## Exercises:
[a] In the passage on telephone triage nursing, by how much can nurse turnover increase a total operational budget?
[b] Condense the paragraph beginning "Excellent registered nurses do not always" in the passage on telephone triage nursing, keeping its main facts.
[c] Write what comes next in the passage on telephone triage nursing, starting after its final sentence.

## Page extract:
┌──
Excellent registered nurses do not always make excellent telephone triage nurses. Imagine a patient complaining of a leg ulcer. The office nurse sees the redness around the wound, smells the odor emitted from the ulcer, feels the lower extremity is warmer than the surrounding areas, and hears the mild shortness of breath that the patient is experiencing. Now imagine assessing that same patient with a blindfold. That is the work of the RN telephone triage nurse: providing telephonic care without the ability to directly see, hear, smell, or touch the patient. These nurses acquire unique assessment and communication skills to elicit these same symptoms. How do you determine who has mastered these skills? It is difficult to ascertain these distinctive skills when interviewing candidates for a telephone triage position. When candidates are hired and are unable to perform essential triage competencies, patient safety is jeopardized and healthcare costs are increased due to nurse turnover. Research indicates that nurse turnover can result in an increase of six percent of a total operational budget. Hiring the best candidate reduces this increased cost while improving nurse retention and ensuring quality care for patients.
└──
## Supplied information:
┌──
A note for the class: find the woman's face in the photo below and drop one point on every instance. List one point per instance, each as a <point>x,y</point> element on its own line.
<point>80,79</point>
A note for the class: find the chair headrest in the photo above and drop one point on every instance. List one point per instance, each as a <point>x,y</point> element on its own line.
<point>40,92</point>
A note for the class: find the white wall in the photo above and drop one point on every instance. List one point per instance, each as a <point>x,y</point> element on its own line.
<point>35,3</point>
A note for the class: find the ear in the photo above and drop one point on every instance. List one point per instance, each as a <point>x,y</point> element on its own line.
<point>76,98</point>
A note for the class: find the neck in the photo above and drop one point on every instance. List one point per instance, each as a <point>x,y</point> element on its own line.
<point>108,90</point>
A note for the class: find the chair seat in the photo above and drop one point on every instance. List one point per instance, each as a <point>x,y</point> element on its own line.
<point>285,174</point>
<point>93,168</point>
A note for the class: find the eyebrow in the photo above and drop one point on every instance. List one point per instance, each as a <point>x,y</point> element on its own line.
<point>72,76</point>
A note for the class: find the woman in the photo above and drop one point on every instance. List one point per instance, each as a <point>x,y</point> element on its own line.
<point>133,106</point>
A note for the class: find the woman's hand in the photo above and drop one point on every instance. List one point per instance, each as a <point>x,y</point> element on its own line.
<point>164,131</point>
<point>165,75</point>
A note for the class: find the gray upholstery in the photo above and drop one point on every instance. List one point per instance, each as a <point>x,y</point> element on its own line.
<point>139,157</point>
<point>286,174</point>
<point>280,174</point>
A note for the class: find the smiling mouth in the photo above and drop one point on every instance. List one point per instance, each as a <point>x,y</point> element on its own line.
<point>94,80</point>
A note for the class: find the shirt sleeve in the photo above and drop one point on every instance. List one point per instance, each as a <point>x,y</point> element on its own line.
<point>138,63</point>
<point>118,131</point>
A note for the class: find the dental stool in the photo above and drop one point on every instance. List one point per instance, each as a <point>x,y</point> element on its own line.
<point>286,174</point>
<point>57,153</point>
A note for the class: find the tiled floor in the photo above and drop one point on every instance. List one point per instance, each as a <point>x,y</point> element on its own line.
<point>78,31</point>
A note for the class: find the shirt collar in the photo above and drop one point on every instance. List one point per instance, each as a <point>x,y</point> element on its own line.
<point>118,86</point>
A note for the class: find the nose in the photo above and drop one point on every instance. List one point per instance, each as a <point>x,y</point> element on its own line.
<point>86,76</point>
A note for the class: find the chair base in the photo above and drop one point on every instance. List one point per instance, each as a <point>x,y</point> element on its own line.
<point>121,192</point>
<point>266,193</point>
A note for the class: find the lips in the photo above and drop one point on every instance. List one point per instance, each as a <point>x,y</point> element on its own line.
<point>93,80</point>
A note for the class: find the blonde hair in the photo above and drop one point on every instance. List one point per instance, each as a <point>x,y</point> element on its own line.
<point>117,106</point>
└──
## Responses:
[a] By six percent.

[b] Strong registered nurses are not necessarily strong telephone triage nurses. An office nurse can see, smell, feel, and hear a patient's symptoms, such as the redness, odor, and warmth of a leg ulcer and mild shortness of breath. A telephone triage nurse must assess the same patient without seeing, hearing, smelling, or touching them directly, which requires distinct assessment and communication skills. These skills are hard to identify in job interviews. Hiring candidates who lack essential triage competencies endangers patient safety and raises costs through nurse turnover, which research links to an increase of six percent of a total operational budget. Hiring the best candidate lowers this cost, improves retention, and ensures quality patient care.

[c]
Selecting the proficient RN triage nurse is a topic that is consistently questioned by telehealth nurse managers. Qualities of a competent telephone nurse include, among others, active listening, autonomous decision-making skills, multi-tasking, and problem- solving expertise. These characteristics reflect emotional intelligence and critical thinking which impact decision-making and reasoning abilities. Research states that emotional intelligence is a key to performance because the nurse has awareness of her own feelings that leads to a better understanding of the emotions of others. Nurses who exhibit high levels of emotional intelligence demonstrate empathy, provide feedback, view criticism as a growth opportunity, and pause before speaking, resulting in effective communication. Critical-thinking skills allow nurses to analyze critical situations, excel in decision-making, formulate creative options to problems, and remain open-minded to see all aspects of a situation.
This poster presentation provides an interview format that supports nurse managers in finding the best telephone triage candidate. The interview begins with reviewing the resume for attention to detail and documentation clarity. Job history reveals dependability and experience to include a minimum of 3-5 years in acute care and ambulatory care nursing preferably in an autonomous environment. The interview includes the first phone call to the candidate revealing voice tone and telephone etiquette. At the face-to-face interview, the candidate is asked to draw a picture of teamwork which exhibits critical-thinking skills. Specific behavioral questions that embrace emotional intelligence and critical-thinking aptitude are asked, and information, such as orientation is omitted to determine a questioning attitude.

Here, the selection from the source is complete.